* [Exercise task] Arrange the entries from the line containing "cloud. Keep to one point per instance." through the end of the entries as a Markdown table with the columns "No." and "Line", both ends included and blank lines omitted. Put the row number under "No." and each line under "Line".

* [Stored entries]
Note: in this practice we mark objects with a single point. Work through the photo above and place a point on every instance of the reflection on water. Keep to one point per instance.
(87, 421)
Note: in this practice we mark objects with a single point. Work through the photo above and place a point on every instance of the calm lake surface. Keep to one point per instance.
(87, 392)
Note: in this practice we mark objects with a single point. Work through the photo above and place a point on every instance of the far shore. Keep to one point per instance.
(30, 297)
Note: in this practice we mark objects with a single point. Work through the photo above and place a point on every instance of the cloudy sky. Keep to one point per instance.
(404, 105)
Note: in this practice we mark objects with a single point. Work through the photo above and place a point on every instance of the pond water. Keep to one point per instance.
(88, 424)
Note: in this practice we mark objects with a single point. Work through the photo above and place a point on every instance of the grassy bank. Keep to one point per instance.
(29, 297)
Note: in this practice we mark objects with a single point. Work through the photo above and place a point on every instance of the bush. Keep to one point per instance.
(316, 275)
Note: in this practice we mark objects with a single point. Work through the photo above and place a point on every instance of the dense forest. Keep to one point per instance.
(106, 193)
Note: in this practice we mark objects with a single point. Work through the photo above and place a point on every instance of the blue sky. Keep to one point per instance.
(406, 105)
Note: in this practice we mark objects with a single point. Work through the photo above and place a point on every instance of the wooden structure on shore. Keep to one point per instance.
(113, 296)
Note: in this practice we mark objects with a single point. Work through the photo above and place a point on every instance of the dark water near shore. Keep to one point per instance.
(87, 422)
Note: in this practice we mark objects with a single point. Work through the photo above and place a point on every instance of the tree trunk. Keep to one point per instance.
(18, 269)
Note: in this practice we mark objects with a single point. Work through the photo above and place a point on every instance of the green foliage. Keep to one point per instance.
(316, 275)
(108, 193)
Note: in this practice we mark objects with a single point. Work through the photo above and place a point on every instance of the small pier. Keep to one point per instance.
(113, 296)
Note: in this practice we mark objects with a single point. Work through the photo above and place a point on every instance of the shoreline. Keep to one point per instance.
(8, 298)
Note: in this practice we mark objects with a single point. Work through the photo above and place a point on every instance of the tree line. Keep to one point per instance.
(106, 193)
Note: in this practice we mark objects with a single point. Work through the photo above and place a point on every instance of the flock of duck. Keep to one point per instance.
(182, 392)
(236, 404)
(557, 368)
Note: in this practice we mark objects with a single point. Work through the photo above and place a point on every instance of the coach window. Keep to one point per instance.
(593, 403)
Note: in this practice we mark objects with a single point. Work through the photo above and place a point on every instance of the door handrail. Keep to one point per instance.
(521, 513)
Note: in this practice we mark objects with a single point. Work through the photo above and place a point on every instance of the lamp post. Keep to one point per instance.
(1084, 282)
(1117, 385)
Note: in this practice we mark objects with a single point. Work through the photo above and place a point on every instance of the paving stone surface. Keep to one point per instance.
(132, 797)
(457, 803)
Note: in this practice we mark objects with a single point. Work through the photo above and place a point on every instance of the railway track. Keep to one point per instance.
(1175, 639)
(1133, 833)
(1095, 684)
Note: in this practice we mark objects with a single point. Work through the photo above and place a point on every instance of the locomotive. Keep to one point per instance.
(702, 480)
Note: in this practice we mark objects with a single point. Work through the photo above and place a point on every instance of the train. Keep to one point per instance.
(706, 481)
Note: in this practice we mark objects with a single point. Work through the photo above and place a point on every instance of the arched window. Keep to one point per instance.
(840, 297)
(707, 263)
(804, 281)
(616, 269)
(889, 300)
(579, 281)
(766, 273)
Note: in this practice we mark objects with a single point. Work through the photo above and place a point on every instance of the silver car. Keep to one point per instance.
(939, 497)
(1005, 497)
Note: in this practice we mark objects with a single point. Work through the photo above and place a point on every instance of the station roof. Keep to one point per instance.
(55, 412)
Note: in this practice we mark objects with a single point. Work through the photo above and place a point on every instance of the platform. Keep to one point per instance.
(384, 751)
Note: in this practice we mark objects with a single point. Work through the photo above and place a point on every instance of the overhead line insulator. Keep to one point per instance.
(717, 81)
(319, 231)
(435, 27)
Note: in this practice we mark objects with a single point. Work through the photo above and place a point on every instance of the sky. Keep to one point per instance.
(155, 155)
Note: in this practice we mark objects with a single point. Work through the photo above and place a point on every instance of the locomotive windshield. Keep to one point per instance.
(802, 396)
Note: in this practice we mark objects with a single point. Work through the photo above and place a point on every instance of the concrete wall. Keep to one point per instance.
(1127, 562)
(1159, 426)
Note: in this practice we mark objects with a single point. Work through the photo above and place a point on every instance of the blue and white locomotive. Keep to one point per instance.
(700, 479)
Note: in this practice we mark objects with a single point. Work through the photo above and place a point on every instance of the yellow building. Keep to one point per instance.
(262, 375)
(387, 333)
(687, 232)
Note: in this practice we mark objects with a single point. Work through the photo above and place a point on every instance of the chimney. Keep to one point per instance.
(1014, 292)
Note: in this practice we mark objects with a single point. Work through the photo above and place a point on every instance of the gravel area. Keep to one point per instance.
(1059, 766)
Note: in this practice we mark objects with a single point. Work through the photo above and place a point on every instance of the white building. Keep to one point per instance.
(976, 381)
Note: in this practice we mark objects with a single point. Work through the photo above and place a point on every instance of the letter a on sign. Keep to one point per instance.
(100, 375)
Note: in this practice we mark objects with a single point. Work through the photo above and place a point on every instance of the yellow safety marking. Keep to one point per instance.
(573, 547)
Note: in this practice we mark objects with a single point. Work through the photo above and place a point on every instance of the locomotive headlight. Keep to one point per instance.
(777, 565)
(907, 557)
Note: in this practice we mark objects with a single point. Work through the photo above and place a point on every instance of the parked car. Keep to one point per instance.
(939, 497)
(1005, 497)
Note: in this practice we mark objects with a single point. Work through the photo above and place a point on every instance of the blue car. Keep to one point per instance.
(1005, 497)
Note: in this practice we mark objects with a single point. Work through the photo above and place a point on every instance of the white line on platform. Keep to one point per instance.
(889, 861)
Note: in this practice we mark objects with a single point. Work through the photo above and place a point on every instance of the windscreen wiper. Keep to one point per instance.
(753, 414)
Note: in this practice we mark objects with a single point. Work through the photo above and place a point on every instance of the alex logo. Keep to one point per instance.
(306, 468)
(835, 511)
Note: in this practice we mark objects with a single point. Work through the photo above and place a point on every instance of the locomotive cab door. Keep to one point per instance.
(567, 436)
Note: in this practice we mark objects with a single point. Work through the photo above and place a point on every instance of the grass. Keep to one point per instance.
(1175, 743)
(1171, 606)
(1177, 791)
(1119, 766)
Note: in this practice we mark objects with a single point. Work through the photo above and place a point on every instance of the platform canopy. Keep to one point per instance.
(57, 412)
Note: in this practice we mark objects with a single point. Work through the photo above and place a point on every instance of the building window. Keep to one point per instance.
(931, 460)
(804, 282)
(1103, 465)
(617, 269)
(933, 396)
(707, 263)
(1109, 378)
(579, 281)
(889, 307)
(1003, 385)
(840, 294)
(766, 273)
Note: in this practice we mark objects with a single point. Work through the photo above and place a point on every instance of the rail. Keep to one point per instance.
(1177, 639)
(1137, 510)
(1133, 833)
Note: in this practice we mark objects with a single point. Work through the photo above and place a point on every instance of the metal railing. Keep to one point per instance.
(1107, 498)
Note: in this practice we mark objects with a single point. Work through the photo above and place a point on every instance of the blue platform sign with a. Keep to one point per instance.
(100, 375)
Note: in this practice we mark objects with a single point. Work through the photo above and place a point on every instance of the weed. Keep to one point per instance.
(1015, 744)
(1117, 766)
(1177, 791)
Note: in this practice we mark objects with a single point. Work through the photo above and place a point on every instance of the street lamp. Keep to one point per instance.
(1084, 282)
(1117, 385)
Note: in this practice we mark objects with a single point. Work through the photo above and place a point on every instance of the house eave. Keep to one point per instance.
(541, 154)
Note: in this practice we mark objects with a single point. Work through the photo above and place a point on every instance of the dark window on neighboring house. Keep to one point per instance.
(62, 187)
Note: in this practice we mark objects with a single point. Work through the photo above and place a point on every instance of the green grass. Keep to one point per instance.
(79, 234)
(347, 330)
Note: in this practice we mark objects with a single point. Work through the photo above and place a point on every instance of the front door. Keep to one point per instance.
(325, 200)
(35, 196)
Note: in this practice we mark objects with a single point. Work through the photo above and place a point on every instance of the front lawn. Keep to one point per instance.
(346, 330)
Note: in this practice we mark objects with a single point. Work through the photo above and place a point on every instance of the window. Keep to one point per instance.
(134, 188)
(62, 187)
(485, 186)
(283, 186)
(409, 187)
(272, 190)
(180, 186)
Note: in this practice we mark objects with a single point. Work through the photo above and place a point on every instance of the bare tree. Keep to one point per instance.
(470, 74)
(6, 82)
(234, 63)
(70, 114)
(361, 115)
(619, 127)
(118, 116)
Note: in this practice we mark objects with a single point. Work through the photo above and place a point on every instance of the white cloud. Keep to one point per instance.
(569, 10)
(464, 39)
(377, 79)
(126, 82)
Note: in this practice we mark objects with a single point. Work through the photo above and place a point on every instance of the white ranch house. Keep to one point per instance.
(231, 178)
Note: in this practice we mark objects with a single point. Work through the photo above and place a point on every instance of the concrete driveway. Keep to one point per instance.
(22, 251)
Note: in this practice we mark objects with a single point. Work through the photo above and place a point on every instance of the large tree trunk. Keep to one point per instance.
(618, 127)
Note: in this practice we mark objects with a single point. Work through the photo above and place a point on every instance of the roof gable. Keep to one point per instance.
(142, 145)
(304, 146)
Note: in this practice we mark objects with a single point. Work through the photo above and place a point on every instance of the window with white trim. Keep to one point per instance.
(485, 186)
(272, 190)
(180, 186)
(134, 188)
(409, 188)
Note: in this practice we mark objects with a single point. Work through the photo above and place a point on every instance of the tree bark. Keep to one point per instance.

* [Answer to the problem]
| No. | Line |
|---|---|
| 1 | Note: in this practice we mark objects with a single point. Work through the photo above and place a point on every instance of the white cloud. Keep to one point per instance. |
| 2 | (569, 10) |
| 3 | (464, 39) |
| 4 | (377, 79) |
| 5 | (126, 82) |
| 6 | Note: in this practice we mark objects with a single point. Work through the photo above and place a point on every instance of the white ranch house. Keep to one point per instance. |
| 7 | (231, 178) |
| 8 | Note: in this practice we mark objects with a single point. Work through the photo above and place a point on every instance of the concrete driveway. Keep to one point per instance. |
| 9 | (22, 251) |
| 10 | Note: in this practice we mark objects with a single point. Work through the photo above and place a point on every instance of the large tree trunk. Keep to one point per instance. |
| 11 | (618, 127) |
| 12 | Note: in this practice we mark objects with a single point. Work through the photo above and place a point on every instance of the roof gable. Keep to one point per instance. |
| 13 | (142, 145) |
| 14 | (304, 146) |
| 15 | Note: in this practice we mark objects with a single point. Work through the photo above and place a point on every instance of the window with white trim. Keep to one point per instance. |
| 16 | (485, 186) |
| 17 | (272, 190) |
| 18 | (180, 186) |
| 19 | (134, 188) |
| 20 | (409, 188) |
| 21 | Note: in this practice we mark objects with a single point. Work through the photo above and place a point on every instance of the tree bark. Keep to one point per instance. |